----- Data to examine
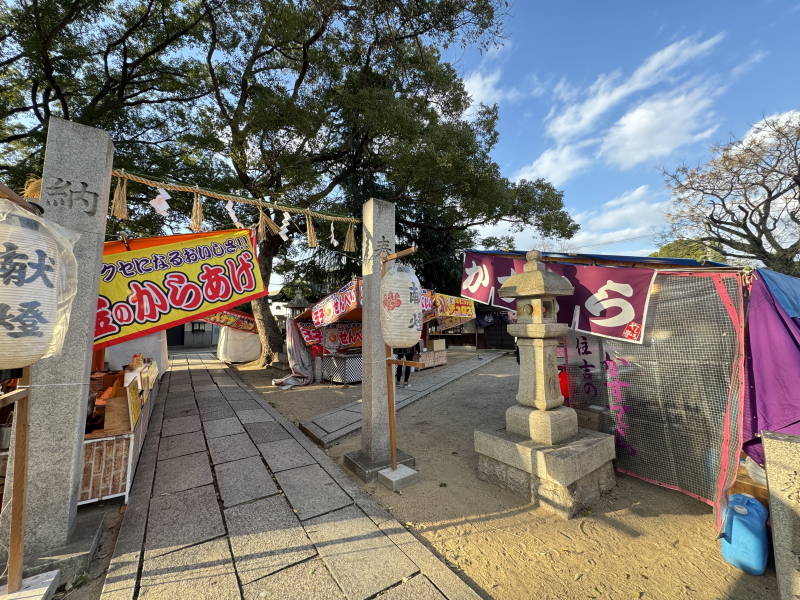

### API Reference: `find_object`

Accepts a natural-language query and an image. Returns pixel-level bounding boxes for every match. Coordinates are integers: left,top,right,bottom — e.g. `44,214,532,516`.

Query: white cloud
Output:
598,83,720,169
464,69,523,105
569,185,668,250
514,143,595,187
731,51,768,78
545,34,723,143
----------
Work item:
Copy the full listing above exactly, apart from the pictures.

Solution to the exercise:
### API Reference: `find_object`

Accepts a natural-language query and an image. Returns pixel-level bounding boxes for every match. Coordinates are integers: left,top,right,bottom — e.g. `44,214,532,516`.

Query: white cloud
Output:
598,83,720,169
464,69,523,105
569,185,668,250
514,143,595,187
731,51,768,78
545,34,723,143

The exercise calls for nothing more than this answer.